DIRECTION 1 | Translate this sentence from the Tayo George interview into Spanish: "I am from Emure Ekiti in Ekiti State."
DIRECTION 2 | Please carry the Tayo George interview forward from its final sentence, keeping its question-and-answer form.
## Begin READING TEXT
Meet Dr. Tayo George, First Female HoD, Sociology Department, Covenant University

Dr Tayo George

Tell us about your background.

I am an Associate Professor of Sociology at Covenant University, Ota, Ogun State. I specialise in Gender and Development Studies. I am from Emure Ekiti in Ekiti State. I had my secondary education at Federal Government Girls’ College, Abuloma, Port Harcourt, where I was the Head Girl of the 1989/1990 set.

I proceeded to Edo State University (now Ambrose Alli University, Ekpoma), to study Sociology, and I became a university scholar in the department between the 1994 and 1996 academic sessions, where I bagged the prestigious award of ‘Best Graduating Student in Sociology’ at the university in May 1997. After my National Youth Service Corps scheme, I went on to earn a Master’s Degree in Sociology at the University of Ibadan between 1998 and 1999.

Upon completion of my second degree, I got a job with the United Bank for Africa Plc. At UBA, I rose to the position of Senior Banking Officer and resigned after eight years to pursue my career in academics at Covenant University. I have been researching, teaching and mentoring undergraduate and postgraduate students since I joined the University on February 1, 2006.
## End READING TEXT
## Begin LISTED RECORDS
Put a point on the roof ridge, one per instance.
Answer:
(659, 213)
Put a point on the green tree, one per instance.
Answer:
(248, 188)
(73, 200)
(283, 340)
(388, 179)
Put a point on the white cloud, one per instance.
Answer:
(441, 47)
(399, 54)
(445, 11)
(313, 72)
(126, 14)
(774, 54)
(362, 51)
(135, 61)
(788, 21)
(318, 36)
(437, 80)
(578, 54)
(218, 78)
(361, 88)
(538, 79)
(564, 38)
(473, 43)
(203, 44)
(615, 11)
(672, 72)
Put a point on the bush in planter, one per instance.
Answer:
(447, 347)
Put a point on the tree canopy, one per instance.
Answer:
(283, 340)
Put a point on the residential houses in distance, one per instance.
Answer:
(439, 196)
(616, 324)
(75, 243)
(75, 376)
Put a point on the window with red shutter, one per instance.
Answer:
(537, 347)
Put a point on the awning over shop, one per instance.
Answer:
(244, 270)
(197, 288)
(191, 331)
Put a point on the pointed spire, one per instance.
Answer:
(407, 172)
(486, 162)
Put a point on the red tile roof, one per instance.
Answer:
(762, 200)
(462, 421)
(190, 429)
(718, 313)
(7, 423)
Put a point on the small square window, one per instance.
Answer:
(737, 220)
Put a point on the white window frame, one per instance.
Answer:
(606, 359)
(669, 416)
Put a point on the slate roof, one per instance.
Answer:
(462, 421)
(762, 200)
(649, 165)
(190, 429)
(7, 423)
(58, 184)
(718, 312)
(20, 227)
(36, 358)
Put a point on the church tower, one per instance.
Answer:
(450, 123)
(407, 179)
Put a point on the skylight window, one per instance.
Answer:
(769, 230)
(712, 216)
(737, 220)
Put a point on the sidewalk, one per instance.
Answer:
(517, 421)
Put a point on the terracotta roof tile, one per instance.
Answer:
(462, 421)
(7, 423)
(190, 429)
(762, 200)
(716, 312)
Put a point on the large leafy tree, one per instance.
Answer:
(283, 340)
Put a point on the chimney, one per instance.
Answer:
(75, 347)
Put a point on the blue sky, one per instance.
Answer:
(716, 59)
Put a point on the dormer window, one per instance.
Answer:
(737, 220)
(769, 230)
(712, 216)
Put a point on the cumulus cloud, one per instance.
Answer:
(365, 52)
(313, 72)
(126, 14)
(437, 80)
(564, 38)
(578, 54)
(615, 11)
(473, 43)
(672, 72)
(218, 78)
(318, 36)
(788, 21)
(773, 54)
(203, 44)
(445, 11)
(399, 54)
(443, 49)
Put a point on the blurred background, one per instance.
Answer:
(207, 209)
## End LISTED RECORDS
EXERCISE ANSWER 1 | Soy de Emure Ekiti, en el estado de Ekiti.

EXERCISE ANSWER 2 |
What inspired you to study Sociology?

Studying Sociology in the university was a coincidence. Law was actually my first choice. I had the full support of my late dad, Lieutenant Colonel (Dr) Gbadua Atalabi, to study Public and International Law at the University of Abuja. Unfortunately, my elder brother, Tadeola Atalabi, who filled my Unified Tertiary Matriculation Examination form, inputted law as my first course of study and chose the University of Ife (now Obafemi Awolowo University Ile Ife, Osun State), where he was a student. He wanted me to be close to him at OAU instead of UniAbuja as recommended by our father. It wasn’t until the UTME results were released that I knew OAU was my first choice, not UniAbuja. However, my score was not enough to study Law, so I was offered admission to study Sociology instead. It appears God had a better plan for me in Sociology.  I had an excellent result. I graduated as the best student in the sociology department, and proceeded to obtain my second and third degrees from the same course at the University of Ibadan and Covenant University respectively.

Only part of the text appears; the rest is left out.